*QUOTED PASSAGE*
# The mouse that made me fall in love with mice!



## PPVallhunds (Jul 26, 2010)

When the mice first came into work i didnt realy think much about them, i would play with them in my spair time but didnt look foward to going in to see them or anything. Then there was a mis-sexing of one of the babies and there was an inbred litter born. At first they all looked normal but as they grue it became apperant that they wernt right but as they were running about like the normal mice it was decided to give them a chance to live (but never breed). The most deformed one i called super runt as he was allways first to the food bow and would out run any mouse on the wheel and he had no fear of anything, i would call his name and he would come running over on to my hand. Sadly they didnt live that long and i was with all but super runt at the end (he passed in the night), but every day i looked forward to seeing him and we would spend ages playing.

So just wanted to post about the mouse that made me fall in love with mice! Super Runt
Super Runt!
(with his tiny eyes, shorter face, lower ears and arched back)









A comparison of him and a normal mouse


----------



## PPVallhunds (Jul 26, 2010)

Also sad news, i had little Crack put to sleep today, the mice have picked up lice from god knows where so were treated with Xeno yesterday but cracks bite from patch had become infected despite me cleaning it and giving him a bit of antiboitic we had in the fridge. He was very depressed and run down today and it was obvious he wasnt going to pull through.



http://i199.photobucket.com/albums/aa23 ... ing1-3.jpg


----------



## moustress (Sep 25, 2009)

Crack was a real cutie; sorry for your loss. *hug*


----------



## salemouse (Oct 9, 2010)

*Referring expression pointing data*
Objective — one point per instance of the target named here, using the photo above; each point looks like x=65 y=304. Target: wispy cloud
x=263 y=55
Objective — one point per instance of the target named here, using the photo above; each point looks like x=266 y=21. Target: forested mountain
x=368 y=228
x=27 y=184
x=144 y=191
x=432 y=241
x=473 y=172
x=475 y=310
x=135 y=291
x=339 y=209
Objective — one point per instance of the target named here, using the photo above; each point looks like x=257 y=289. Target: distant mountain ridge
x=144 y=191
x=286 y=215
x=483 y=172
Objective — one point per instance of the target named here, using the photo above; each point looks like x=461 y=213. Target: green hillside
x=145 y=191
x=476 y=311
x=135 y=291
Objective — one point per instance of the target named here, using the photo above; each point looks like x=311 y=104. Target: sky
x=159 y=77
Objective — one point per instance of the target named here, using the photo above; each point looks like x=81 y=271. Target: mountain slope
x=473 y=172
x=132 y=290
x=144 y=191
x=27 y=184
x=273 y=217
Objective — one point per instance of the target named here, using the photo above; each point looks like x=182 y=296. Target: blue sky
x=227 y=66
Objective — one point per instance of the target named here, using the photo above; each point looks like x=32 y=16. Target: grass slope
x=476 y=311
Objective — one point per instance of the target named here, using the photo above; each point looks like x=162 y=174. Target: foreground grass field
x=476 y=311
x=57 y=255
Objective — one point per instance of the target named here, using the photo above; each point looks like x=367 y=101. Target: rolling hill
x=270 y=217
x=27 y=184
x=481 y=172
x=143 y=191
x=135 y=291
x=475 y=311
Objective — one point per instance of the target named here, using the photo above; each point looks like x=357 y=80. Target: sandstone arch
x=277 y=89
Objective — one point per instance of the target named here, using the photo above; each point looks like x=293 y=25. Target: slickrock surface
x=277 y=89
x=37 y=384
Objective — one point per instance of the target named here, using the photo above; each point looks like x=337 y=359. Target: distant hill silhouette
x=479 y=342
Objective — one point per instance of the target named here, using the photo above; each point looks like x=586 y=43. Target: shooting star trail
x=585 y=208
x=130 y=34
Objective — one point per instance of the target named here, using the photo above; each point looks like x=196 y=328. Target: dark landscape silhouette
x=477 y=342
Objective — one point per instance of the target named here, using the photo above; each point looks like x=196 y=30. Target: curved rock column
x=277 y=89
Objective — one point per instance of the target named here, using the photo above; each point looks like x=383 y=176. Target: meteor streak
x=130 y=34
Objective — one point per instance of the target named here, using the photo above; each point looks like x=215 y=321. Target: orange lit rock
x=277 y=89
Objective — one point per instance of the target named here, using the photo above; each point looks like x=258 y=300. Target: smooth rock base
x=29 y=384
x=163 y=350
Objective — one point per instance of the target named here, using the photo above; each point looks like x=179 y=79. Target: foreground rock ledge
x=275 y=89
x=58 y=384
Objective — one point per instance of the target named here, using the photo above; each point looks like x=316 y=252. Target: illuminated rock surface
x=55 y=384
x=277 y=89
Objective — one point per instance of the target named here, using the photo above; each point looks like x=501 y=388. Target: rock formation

*WHAT THIS EXERCISE ASKS*
**A)** Reproduce the mouse thread word for word, everything from "So just wanted" down to "and arched back)".
**B)** Carry the mouse thread on from the point where it stops.
This data was drawn from a separate source and has no connection to the mouse thread.

*ANSWERS TO EACH TASK*
**A)**
So just wanted to post about the mouse that made me fall in love with mice! Super Runt
Super Runt!
(with his tiny eyes, shorter face, lower ears and arched back)

**B)**
Wait, I thought inbred mice only multiply faults? What I mean is, I thought that if a sister and a brother mate than their children will have their qualities but doubled, however no new deformities arise. I could be wrong though haha.


----------



## countrygall721 (Oct 26, 2010)

Sorry for your losses


----------



## PPVallhunds (Jul 26, 2010)

salemouse said:


> Wait, I thought inbred mice only multiply faults? What I mean is, I thought that if a sister and a brother mate than their children will have their qualities but doubled, however no new deformities arise. I could be wrong though haha.


it all depends on what ressisive genes they are carrying, they could both carry a gene for something but as its ressive you dont see it in the parents, breed them tougher and the ofspring could inherit the ressive genes form both parents so have 2 ressive genes so it shows up in the babie.


----------



## PPVallhunds (Jul 26, 2010)

yeah little crack will be missed


----------



## moustress (Sep 25, 2009)

Inbreeding doubles both good recessives and bad recessives. If you have a line without unhealthy or undesirable traits, inbreeding can improve the line by potentially doubling desirable traits.


----------



## salemouse (Oct 9, 2010)

oh, okay i get it now. xD And sorry for your losses.  Its always the frail ones that I love the most so I know how you feel.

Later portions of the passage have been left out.